Work instructions: Each entry must be copied exactly, without omission.

Dataset entries:
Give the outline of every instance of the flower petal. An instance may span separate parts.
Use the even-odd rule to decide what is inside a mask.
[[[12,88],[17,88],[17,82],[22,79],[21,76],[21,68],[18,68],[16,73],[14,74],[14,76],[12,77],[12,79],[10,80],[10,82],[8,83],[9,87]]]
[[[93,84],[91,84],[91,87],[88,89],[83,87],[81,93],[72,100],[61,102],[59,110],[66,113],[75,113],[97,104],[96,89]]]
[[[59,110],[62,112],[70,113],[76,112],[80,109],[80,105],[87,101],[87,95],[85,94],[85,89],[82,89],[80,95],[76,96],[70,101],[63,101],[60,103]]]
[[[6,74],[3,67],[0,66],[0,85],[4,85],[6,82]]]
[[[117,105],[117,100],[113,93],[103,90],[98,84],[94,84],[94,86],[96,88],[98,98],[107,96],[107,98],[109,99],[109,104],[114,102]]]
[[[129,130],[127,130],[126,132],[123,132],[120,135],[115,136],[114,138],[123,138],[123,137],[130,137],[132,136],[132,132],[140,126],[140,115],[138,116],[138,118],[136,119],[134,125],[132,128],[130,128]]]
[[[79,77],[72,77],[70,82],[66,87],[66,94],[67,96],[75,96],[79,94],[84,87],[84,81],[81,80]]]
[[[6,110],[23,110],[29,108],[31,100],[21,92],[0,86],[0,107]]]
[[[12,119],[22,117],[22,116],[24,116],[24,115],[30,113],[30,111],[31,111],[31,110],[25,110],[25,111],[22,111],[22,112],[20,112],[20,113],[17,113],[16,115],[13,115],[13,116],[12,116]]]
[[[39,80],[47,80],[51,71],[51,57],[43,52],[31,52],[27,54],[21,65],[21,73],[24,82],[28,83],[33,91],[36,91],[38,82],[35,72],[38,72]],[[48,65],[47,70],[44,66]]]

Response:
Give the outline of every instance of the flower petal. An instance may span separate parts.
Use the even-odd rule to decide what is inside a mask.
[[[12,88],[17,88],[17,82],[22,79],[21,76],[21,68],[18,68],[16,73],[14,74],[14,76],[12,77],[12,79],[10,80],[10,82],[8,83],[9,87]]]
[[[93,84],[91,84],[91,87],[88,89],[83,87],[81,93],[72,100],[61,102],[59,110],[66,113],[75,113],[97,104],[96,89]]]
[[[59,110],[62,112],[70,113],[76,112],[80,109],[80,105],[87,101],[87,95],[85,94],[85,89],[82,89],[80,95],[76,96],[70,101],[63,101],[60,103]]]
[[[6,74],[3,67],[0,66],[0,85],[4,85],[6,82]]]
[[[117,105],[117,100],[113,93],[103,90],[98,84],[94,84],[94,86],[96,88],[98,98],[107,96],[107,98],[109,99],[109,104],[114,102]]]
[[[129,130],[127,130],[126,132],[123,132],[120,135],[115,136],[114,138],[123,138],[123,137],[130,137],[132,136],[132,132],[140,126],[140,115],[138,116],[138,118],[136,119],[134,125],[132,128],[130,128]]]
[[[79,77],[72,77],[70,82],[66,87],[66,94],[67,96],[75,96],[79,94],[84,87],[84,81],[81,80]]]
[[[6,110],[23,110],[29,108],[31,100],[21,92],[0,86],[0,107]]]
[[[12,119],[22,117],[22,116],[24,116],[24,115],[30,113],[30,111],[31,111],[31,110],[25,110],[25,111],[22,111],[22,112],[20,112],[20,113],[17,113],[16,115],[13,115],[13,116],[12,116]]]
[[[39,80],[47,80],[51,71],[51,57],[43,52],[31,52],[27,54],[21,65],[21,73],[24,82],[28,83],[33,91],[36,91],[38,82],[35,72],[38,72]],[[48,65],[47,70],[44,66]]]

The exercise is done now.